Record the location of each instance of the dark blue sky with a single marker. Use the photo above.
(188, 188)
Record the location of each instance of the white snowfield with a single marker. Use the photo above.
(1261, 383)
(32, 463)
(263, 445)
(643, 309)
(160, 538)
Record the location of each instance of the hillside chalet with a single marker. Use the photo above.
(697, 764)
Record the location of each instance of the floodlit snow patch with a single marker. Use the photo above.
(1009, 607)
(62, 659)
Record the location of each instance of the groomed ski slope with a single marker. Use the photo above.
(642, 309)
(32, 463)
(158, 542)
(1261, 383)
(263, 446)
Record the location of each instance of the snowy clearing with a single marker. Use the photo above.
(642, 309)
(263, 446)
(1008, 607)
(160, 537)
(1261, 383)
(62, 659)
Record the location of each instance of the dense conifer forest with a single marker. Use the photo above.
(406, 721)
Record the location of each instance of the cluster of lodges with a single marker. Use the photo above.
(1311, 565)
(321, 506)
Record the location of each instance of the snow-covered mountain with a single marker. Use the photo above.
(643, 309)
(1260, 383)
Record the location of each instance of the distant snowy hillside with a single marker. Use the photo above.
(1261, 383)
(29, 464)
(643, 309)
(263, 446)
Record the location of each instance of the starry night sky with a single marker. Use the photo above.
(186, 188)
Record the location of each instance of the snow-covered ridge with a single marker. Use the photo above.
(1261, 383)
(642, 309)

☆ ☆ ☆ ☆

* [About this task]: May I have exactly the lines from the one containing "Record the location of each instance of the floodlit" through the last line of the data, both included?

* [Response box]:
Record the location of each instance of the floodlit snow patch with a single marker. Use the photo above.
(1009, 607)
(62, 659)
Record the location of each instance of the groomed ski slope with a single marker. Use the photo above.
(642, 309)
(32, 463)
(158, 542)
(1261, 383)
(263, 446)
Record the location of each instance of the snowy clearing with a single marker. Use the photo above.
(642, 309)
(263, 446)
(1008, 607)
(160, 537)
(1261, 383)
(62, 659)
Record the location of each instance of the dense conifer forest with a single marker. Use the photo above.
(406, 721)
Record the location of each instance of the cluster of lodges with a single marker. Use the photo above.
(1311, 565)
(321, 506)
Record the location of each instance of the snow-covered mountain with a single marker. Use the photo above.
(643, 309)
(1260, 383)
Record the location of each instance of the distant snowy hillside with a single marker. Use the photo above.
(1261, 383)
(29, 464)
(643, 309)
(263, 446)
Record the location of each instance of the starry night sky with a single marker. Use the photo above.
(186, 188)
Record the location of each instance of the snow-covered ridge with a single marker. Use the photo above.
(1261, 383)
(642, 309)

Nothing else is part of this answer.